**Task to complete**
Print every one of the following items line for line, with no alteration.

━━━━━ Data records ━━━━━

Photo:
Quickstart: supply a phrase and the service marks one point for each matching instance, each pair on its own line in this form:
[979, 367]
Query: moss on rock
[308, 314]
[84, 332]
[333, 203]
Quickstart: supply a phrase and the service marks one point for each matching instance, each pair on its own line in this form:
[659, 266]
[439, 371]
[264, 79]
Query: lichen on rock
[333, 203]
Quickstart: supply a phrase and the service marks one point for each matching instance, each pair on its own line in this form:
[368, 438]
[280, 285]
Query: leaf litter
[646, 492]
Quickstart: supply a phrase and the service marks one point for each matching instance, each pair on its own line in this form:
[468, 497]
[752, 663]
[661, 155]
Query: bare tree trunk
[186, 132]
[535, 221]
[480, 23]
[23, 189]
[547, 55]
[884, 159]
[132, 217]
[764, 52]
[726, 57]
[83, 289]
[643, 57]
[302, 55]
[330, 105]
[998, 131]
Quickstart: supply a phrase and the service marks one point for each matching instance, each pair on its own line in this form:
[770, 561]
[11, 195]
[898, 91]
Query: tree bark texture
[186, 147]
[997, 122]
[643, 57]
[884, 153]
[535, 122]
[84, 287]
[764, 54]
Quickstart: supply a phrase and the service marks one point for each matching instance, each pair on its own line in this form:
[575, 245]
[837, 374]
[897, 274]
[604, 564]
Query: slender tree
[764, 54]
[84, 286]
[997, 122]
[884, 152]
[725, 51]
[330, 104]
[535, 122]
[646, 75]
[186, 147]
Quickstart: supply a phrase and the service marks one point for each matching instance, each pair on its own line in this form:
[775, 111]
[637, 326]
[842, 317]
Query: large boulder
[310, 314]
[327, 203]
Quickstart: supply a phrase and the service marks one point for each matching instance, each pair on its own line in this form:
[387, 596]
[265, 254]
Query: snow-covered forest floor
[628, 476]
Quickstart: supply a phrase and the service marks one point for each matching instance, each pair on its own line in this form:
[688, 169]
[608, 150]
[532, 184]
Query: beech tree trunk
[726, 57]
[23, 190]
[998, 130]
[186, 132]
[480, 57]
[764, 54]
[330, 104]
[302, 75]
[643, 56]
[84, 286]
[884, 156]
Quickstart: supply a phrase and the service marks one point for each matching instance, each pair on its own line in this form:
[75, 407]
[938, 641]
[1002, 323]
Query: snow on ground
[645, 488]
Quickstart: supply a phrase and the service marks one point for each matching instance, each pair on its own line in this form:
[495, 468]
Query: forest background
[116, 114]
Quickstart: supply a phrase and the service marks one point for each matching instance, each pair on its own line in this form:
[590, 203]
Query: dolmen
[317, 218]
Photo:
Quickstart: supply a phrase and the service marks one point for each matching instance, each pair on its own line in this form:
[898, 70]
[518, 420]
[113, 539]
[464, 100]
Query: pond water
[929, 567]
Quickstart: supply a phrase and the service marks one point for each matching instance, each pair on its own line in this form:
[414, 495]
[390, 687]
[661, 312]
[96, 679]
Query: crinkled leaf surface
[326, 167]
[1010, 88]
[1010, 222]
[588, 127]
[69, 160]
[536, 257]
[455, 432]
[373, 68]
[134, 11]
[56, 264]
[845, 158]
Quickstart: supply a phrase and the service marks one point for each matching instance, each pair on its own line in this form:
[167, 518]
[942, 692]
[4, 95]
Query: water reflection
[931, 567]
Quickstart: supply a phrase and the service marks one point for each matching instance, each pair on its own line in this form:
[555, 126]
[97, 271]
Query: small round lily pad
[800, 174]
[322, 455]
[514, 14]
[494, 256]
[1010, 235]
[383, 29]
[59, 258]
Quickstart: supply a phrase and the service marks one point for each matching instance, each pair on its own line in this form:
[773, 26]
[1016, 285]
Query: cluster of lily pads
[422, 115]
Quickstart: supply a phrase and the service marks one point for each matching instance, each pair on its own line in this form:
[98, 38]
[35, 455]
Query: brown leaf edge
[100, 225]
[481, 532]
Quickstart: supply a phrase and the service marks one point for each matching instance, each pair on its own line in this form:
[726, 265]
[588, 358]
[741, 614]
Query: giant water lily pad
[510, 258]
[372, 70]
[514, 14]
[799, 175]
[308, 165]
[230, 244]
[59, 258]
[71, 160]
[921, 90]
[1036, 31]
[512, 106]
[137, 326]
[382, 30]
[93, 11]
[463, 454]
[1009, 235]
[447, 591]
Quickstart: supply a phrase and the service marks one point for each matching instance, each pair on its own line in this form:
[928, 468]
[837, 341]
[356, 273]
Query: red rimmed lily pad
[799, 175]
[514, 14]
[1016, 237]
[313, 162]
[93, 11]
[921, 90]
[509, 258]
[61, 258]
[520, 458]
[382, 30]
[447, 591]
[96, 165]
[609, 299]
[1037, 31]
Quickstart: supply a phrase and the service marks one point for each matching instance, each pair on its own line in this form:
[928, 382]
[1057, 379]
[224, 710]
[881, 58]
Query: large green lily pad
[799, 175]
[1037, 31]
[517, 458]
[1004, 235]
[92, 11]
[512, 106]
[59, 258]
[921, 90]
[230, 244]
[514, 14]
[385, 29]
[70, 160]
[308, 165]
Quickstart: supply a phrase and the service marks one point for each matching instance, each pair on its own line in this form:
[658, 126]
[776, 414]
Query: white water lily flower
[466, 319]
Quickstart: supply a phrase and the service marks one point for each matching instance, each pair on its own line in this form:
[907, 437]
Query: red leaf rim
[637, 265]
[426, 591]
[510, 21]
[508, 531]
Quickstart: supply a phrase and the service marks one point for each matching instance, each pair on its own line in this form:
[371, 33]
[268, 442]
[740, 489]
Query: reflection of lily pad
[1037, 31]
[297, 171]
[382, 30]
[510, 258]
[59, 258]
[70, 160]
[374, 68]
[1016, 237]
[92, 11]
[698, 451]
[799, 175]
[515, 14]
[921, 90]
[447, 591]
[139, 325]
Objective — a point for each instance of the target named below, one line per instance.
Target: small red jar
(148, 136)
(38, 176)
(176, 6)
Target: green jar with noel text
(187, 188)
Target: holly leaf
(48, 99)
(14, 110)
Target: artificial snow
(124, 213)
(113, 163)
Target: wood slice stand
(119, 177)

━━━━━

**The reply**
Photo:
Quickstart: supply a phrase and the service marks one point for each matching instance, each pair on its own line in this form:
[979, 367]
Query: moss on rock
[308, 314]
[84, 332]
[333, 203]
Quickstart: supply a phrase and the service marks one point for each matching instance, each pair on its own line in this form:
[659, 266]
[439, 371]
[264, 79]
Query: lichen on rock
[333, 203]
Quickstart: supply a phrase and the service marks one point for each matching instance, each pair on its own line in this form:
[368, 438]
[280, 285]
Query: leaf litter
[646, 492]
Quickstart: supply a phrase and the service marks one point for each matching instance, each pair on its own line in this form:
[468, 497]
[752, 663]
[661, 155]
Query: bare tree trunk
[186, 132]
[535, 221]
[480, 23]
[23, 189]
[547, 55]
[884, 159]
[132, 217]
[764, 52]
[726, 57]
[83, 289]
[643, 57]
[302, 55]
[330, 105]
[998, 131]
Quickstart: supply a phrase and the service marks one point for each matching instance, each pair on its own line in this form:
[770, 561]
[11, 195]
[898, 91]
Query: tree bark texture
[186, 147]
[997, 122]
[643, 57]
[884, 153]
[535, 122]
[84, 287]
[764, 54]
Quickstart: supply a phrase and the service marks one point for each matching instance, each pair on its own line in this form:
[575, 245]
[837, 374]
[897, 274]
[604, 564]
Query: slender tree
[764, 54]
[84, 286]
[997, 122]
[884, 152]
[725, 51]
[330, 104]
[535, 122]
[646, 75]
[186, 147]
Quickstart: supply a phrase and the service marks one point for each matching instance, each pair on its own line in this form:
[775, 111]
[637, 326]
[842, 317]
Query: large boulder
[310, 314]
[327, 203]
Quickstart: supply a phrase and the service marks one point for each matching instance, each pair on its own line in this form:
[387, 596]
[265, 254]
Query: snow-covered forest floor
[628, 476]
Quickstart: supply a phrase and the service marks one point for each matching instance, each pair on its own line in this form:
[688, 169]
[608, 150]
[532, 184]
Query: beech tree trunk
[726, 57]
[23, 190]
[998, 130]
[186, 132]
[480, 57]
[764, 54]
[330, 104]
[302, 75]
[643, 56]
[84, 286]
[884, 156]
Quickstart: supply a phrase and the service marks one point for each matching instance, each pair on its own line in this form:
[75, 407]
[938, 641]
[1002, 323]
Query: snow on ground
[645, 488]
Quickstart: supply a phrase and the service marks one point for each matching instance, each pair on its own line in this form:
[495, 468]
Query: forest background
[116, 114]
Quickstart: supply a phrase and the service marks one point for each matching instance, each pair on its own line in this form:
[590, 203]
Query: dolmen
[317, 218]
Photo:
Quickstart: supply a phrase and the service marks one point for each matching instance, each pair on its own line in this form:
[898, 70]
[518, 420]
[113, 539]
[464, 100]
Query: pond water
[929, 567]
Quickstart: supply a phrase and the service marks one point for each matching instance, each pair on its own line in this form:
[414, 495]
[390, 687]
[661, 312]
[96, 679]
Query: crinkled leaf surface
[326, 167]
[1010, 88]
[1010, 222]
[588, 127]
[69, 160]
[536, 257]
[455, 432]
[373, 68]
[134, 11]
[56, 264]
[845, 158]
Quickstart: supply a phrase and the service marks one point for each matching instance, each pair on its own line in this form:
[167, 518]
[942, 692]
[4, 95]
Query: water reflection
[931, 567]
Quickstart: supply a phrase and the service marks one point for each matching instance, each pair on its own line in this form:
[555, 126]
[97, 271]
Query: small round lily pad
[800, 174]
[322, 455]
[514, 14]
[494, 256]
[1010, 235]
[383, 29]
[59, 258]
Quickstart: supply a phrase and the service marks one point for each matching instance, each pair on its own line in this form:
[773, 26]
[1016, 285]
Query: cluster of lily pads
[422, 115]
Quickstart: supply a phrase and the service marks one point for each matching instance, each pair on its own line in this form:
[98, 38]
[35, 455]
Query: brown leaf edge
[100, 225]
[481, 532]
Quickstart: supply a phrase and the service marks one point for each matching instance, each pair on its own line in this form:
[726, 265]
[588, 358]
[741, 614]
Query: giant water lily pad
[510, 258]
[372, 70]
[514, 14]
[799, 175]
[308, 165]
[230, 244]
[59, 258]
[71, 160]
[921, 90]
[1036, 31]
[512, 106]
[137, 326]
[382, 30]
[93, 11]
[463, 454]
[1009, 235]
[447, 591]
Quickstart: supply a phrase and the service marks one point for each matching instance, each pair on its own line in this form:
[928, 468]
[837, 341]
[356, 273]
Query: red rimmed lily pad
[799, 175]
[514, 14]
[1016, 237]
[313, 162]
[93, 11]
[921, 90]
[509, 258]
[61, 258]
[520, 458]
[382, 30]
[447, 591]
[96, 165]
[609, 299]
[1037, 31]
Quickstart: supply a phrase and the service marks one point for each matching instance, each pair on its own line in this form:
[928, 382]
[1057, 379]
[224, 710]
[881, 58]
Query: large green lily pad
[799, 175]
[1037, 31]
[517, 458]
[1004, 235]
[92, 11]
[512, 106]
[59, 258]
[921, 90]
[230, 244]
[514, 14]
[385, 29]
[70, 160]
[308, 165]
Quickstart: supply a phrase and the service marks one point for each matching instance, each pair on its own line in this form:
[658, 126]
[776, 414]
Query: white water lily flower
[466, 319]
Quickstart: supply a phrase and the service marks one point for each matching instance, each pair on its own line in this form:
[907, 437]
Query: red leaf rim
[637, 265]
[426, 591]
[510, 21]
[508, 531]
Quickstart: supply a phrase and the service marks one point for each matching instance, each pair on its own line in this form:
[371, 33]
[268, 442]
[740, 489]
Query: reflection of lily pad
[1037, 31]
[297, 171]
[382, 30]
[510, 258]
[59, 258]
[70, 160]
[374, 68]
[1016, 237]
[92, 11]
[698, 451]
[799, 175]
[515, 14]
[921, 90]
[447, 591]
[139, 325]
Objective — a point for each instance of the target named below, one line per instance.
Target: small red jar
(148, 136)
(38, 176)
(176, 6)
Target: green jar with noel text
(187, 188)
Target: holly leaf
(48, 99)
(14, 110)
Target: artificial snow
(124, 213)
(113, 163)
Target: wood slice stand
(119, 177)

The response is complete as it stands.